_PROBLEM SET_
1/ Answer these questions using the text about analyzing Miramar's cry:
(a) How many frequency buckets can Abelton visualize at most?
(b) About how many buckets did the Uno board have enough memory for?
(c) What is shown at the top of the Arduino graph?
2/ Carry on the text about analyzing Miramar's cry from where it stops.
[[ READING PASSAGE open ]]
Here’s a more visual example. Using some sound-processing software called Abelton (thanks Mike), I can visualize up to 2048 frequency buckets of audio ‘heard’ by the microphone on my laptop. If I sit next to Miramar and wait for her to cry, the buckets (‘spectrum’) look like this:
On the left are low frequencies, and on the right are very high ones (nerd note: this graph is presented logarithmically). The vertical height of the graph represents “how much” of a given frequency exists in the sound the microphone currently hears. You may have seen graphs like this in old-school music visualizers like Winamp back in the day; if you’re more the visual type, RGB histograms for images are exactly this same concept, only instead of ‘amount of sound’ you’re examining ‘amount of color’.
ANYWAY. Notice the little spiky bits near the left. Those spikes went high each time Miramar breathed in and let out a cry. The graph is telling me that there’s a lot of those particular frequencies in her cry; if I could reliably identify those frequencies on my cloud, I could theoretically trigger things based only on those frequencies.
I wrote a small bit of code on the Arduino to gather a snippet of sound from the microphone, run an FFT analysis on it, and just print the result. I held the circuit near Miramar while also watching the Abelton graph on my laptop, and tried to see if I could find some correspondence between the two. The Abelton FFT offers WAY more buckets (because my latop is way more powerful than the Arduino); the Uno board only really had enough memory for about 32 buckets, which was a far coarser resolution. Nevertheless, when I held the board near Miramar when she cried, I could see some similar spiking:
The above image is sort of like a lower-resolution version of the Abelton graph above, turned on its side. At the top are low-frequency sounds; at the bottom are high frequencies. While way more coarse, I could still see a unique enough spike to reassure me that this path was promising.
Miramar’s cry fluctuates a bit. It’s a little like pressing your fingerprint onto a surface; while it’s always your fingerprint, it changes slightly based on angle of attack, how hard you press, how oily your finger is, etc. Miramar’s cry similarly fluctuates based on her breathing, whether she’s on her side or her back, etc. So I needed to come up with some sort of “average cry” fingerprint for her.
[[ READING PASSAGE closed ]]
[[ PROVIDED RECORDS open ]]
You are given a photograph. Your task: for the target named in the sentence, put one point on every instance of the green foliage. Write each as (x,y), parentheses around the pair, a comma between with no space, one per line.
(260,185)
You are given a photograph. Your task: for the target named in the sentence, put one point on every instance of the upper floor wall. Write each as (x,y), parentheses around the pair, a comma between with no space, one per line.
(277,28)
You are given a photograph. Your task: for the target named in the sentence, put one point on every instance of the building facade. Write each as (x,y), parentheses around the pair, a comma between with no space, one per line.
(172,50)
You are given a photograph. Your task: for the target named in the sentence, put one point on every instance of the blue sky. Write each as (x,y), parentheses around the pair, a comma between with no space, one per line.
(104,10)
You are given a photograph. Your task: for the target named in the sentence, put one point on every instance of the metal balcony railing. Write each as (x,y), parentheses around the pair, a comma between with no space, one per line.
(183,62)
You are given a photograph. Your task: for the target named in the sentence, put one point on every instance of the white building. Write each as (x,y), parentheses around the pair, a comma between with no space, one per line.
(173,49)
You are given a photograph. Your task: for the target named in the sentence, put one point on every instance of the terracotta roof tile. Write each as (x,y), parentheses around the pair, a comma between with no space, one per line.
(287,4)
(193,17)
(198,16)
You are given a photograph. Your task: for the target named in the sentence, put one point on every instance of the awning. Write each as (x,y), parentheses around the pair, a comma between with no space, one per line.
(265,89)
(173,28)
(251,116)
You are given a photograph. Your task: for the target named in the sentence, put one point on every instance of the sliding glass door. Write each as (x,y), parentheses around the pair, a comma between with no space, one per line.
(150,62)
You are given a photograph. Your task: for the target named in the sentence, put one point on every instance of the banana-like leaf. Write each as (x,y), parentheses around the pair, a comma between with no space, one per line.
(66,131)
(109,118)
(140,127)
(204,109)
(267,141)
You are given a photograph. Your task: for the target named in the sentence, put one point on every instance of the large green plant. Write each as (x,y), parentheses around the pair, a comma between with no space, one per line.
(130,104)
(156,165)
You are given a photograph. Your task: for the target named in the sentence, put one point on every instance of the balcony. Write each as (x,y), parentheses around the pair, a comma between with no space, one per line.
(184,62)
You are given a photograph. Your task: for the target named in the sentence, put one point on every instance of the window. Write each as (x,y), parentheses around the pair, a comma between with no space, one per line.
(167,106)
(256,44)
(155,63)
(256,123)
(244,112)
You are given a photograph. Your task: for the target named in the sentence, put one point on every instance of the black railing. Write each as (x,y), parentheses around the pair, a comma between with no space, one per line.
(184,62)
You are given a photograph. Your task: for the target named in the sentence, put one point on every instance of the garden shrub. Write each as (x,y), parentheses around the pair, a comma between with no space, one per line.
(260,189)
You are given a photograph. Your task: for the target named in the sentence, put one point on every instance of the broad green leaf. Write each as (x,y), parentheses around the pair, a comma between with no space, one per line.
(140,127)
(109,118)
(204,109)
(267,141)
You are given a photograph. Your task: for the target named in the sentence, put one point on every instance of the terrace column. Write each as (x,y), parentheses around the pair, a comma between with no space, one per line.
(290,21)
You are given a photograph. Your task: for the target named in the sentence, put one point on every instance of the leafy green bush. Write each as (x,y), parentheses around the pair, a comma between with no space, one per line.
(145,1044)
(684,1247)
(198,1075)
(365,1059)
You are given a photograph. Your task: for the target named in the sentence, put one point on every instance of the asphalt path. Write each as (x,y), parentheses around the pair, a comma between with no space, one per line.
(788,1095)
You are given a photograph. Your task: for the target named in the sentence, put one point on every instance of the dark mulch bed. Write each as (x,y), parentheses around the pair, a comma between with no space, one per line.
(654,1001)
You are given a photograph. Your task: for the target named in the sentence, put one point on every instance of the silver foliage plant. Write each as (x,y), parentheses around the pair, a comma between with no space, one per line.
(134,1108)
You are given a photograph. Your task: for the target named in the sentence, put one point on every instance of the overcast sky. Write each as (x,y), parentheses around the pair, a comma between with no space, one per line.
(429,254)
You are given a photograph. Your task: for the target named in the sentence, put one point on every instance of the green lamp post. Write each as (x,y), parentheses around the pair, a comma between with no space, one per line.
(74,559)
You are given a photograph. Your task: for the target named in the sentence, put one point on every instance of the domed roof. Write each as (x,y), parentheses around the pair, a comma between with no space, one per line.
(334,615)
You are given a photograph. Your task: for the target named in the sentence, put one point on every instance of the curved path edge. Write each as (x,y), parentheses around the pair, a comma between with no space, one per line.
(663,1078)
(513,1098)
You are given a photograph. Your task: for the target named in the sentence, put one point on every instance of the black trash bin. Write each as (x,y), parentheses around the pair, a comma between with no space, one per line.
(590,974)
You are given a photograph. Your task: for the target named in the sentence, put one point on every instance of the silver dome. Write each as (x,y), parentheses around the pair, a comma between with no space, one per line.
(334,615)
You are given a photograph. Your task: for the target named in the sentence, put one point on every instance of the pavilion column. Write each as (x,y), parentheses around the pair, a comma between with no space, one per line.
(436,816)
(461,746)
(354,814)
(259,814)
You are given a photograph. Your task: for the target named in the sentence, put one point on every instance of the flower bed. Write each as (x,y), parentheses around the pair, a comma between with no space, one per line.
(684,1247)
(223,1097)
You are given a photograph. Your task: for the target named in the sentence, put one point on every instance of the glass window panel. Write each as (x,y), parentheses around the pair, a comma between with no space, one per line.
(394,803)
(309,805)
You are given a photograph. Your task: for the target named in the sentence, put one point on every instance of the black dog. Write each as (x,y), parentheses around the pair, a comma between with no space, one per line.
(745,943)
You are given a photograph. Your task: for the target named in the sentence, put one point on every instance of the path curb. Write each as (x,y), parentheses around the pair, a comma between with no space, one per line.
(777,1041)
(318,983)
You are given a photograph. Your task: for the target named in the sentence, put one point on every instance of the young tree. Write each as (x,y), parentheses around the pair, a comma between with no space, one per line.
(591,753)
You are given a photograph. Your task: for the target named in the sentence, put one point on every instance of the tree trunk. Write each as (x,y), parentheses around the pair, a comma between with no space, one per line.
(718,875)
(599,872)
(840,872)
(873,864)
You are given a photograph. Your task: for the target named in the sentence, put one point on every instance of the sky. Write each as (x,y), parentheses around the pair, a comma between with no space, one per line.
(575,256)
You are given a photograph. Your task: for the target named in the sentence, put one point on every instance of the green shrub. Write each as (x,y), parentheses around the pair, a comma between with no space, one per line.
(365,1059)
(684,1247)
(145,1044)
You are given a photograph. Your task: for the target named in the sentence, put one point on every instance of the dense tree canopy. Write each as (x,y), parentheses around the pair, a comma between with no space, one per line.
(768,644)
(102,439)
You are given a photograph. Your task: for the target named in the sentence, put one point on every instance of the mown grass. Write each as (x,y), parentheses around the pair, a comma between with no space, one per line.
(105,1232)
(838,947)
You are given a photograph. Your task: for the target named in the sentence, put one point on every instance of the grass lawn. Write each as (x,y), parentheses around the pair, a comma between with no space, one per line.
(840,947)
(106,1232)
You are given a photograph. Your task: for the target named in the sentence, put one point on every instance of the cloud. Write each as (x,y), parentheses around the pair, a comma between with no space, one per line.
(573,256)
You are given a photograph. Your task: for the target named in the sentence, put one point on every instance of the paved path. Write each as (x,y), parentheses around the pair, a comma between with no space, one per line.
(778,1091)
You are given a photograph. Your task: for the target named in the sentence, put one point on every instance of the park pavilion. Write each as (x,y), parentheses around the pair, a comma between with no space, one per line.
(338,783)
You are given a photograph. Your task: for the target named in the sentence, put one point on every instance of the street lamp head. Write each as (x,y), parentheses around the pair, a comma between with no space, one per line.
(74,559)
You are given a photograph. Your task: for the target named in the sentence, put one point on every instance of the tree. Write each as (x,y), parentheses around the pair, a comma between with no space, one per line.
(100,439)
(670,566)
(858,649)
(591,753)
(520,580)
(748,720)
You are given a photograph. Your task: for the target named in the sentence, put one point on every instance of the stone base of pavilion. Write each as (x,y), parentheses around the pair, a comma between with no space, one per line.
[[ PROVIDED RECORDS closed ]]
_ANSWERS TO EACH TASK_
1/
(a) Up to 2048.
(b) About 32.
(c) Low-frequency sounds.

2/
I wrote another program for the Uno that would listen to her cry, but would throw out ‘silences’ (samples where her primary buckets went low, which was when she breathed in between cries), and average the result. This is Terrific Parenting 101: get excited when your kid cries, sit next to them with a laptop tethered to a mess of cables and electronics circuitry, DO NOT attempt to comfort them or your data is invalidated. But in the end:
Totes worth it. I had a pretty decent ‘vocal fingerprint’ for Miramar.
A problem I ran into at this point was that my Arduino board could listen to audio and process the FFT, OR it could trigger lights…but it didn’t have the processing power or memory capacity to reliably do both. After a few weeks of stumbling down a path of optimizing my code, I realized that I needed to either drop down to even less FFT resolution OR explore other microprocessors that offered more memory. I had a brief adventure with the very-alluring Arduino 101 (built-in accelerometer/bluetooth, gobs of memory), but quickly ran into weird compilation problems with the board. Apparently it’s so new that people are still trying to figure out how to even make it go. I decided I didn’t want to get lost in that, and instead tried an Arduino Mega. While notably bigger in form factor, this board turned out to have plenty of memory, so much so in fact that I could request up to 64 frequency buckets with the FFT code with no problems. More = better.